- **BAGIAN DOKUMEN**:
───

Uptime Institute merupakan suatu organisasi yang memberikan sertifikasi dengan sistem tier-ing kepada perusahaan data center. Walaupun ada beberapa organisasi lainnya seperti 7×24 Exchange dan AFCOM, Uptime Institute adalah badan yang paling dikenal dan diterima sebagai standar bagi pelaku bisnis data center di seluruh dunia.

Di abad ke 21 ini, teknologi dan internet telah menjadi bagian dari kehidupan sehari-hari masyarakat luas. Akibatnya, kebanyakan pelanggan data center memiliki ekspektasi bahwa data center harus memiliki availability 99.999%. Pada data center, availability merujuk pada sejauh mana suatu sistem atau komponen dapat beroperasi dan diakses saat dibutuhkan. Untuk menilai angka availability suatu data center, Uptime Institute membuat sistem klasifikasi tier yang hingga saat ini merupakan standar yang paling banyak digunakan pelaku bisnis data center.

───

- **BAHAN YANG DISEDIAKAN**:
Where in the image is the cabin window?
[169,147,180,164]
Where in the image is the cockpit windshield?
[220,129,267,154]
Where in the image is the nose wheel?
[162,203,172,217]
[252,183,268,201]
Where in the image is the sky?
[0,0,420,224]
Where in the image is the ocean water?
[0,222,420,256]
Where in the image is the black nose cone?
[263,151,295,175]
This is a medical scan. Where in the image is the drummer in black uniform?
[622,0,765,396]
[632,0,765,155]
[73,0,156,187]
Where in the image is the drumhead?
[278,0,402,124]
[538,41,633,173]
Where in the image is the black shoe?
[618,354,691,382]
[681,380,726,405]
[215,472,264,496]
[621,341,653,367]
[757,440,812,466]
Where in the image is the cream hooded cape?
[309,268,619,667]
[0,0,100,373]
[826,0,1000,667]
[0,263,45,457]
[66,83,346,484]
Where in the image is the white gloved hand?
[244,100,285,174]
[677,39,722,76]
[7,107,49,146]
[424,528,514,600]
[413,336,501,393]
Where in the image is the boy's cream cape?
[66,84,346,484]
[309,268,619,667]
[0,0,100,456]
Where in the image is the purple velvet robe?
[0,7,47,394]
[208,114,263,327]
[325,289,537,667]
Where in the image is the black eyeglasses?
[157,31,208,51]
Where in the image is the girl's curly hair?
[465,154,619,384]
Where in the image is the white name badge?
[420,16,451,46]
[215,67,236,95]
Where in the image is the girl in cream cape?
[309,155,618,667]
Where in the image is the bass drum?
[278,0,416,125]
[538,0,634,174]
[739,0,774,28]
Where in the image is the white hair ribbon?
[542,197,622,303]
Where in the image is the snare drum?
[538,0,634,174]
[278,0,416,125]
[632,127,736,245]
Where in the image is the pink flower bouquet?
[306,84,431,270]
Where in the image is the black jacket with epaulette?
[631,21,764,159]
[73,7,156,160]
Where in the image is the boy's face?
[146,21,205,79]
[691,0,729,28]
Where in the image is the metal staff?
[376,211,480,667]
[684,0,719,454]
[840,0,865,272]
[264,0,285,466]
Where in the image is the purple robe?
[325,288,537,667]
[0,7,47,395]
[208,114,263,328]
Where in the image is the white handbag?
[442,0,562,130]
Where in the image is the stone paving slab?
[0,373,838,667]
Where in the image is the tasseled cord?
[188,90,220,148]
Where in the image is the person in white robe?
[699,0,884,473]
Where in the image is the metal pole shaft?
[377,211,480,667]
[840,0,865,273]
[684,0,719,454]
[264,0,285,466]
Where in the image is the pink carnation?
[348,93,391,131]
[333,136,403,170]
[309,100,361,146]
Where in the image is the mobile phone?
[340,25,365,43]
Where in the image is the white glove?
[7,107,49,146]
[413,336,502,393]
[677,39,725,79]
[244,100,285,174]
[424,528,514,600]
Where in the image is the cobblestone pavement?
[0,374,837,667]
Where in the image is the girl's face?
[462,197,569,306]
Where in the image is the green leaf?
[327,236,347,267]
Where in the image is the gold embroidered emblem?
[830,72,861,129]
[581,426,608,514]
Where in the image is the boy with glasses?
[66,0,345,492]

───

- **SOAL**: Menurut bagian dokumen tentang Uptime Institute, berapa availability yang diharapkan kebanyakan pelanggan dari data center? Gunakan hanya bagian dokumen sebagai sumber jawaban.

- **JAWABAN LATIHAN**: 99.999%.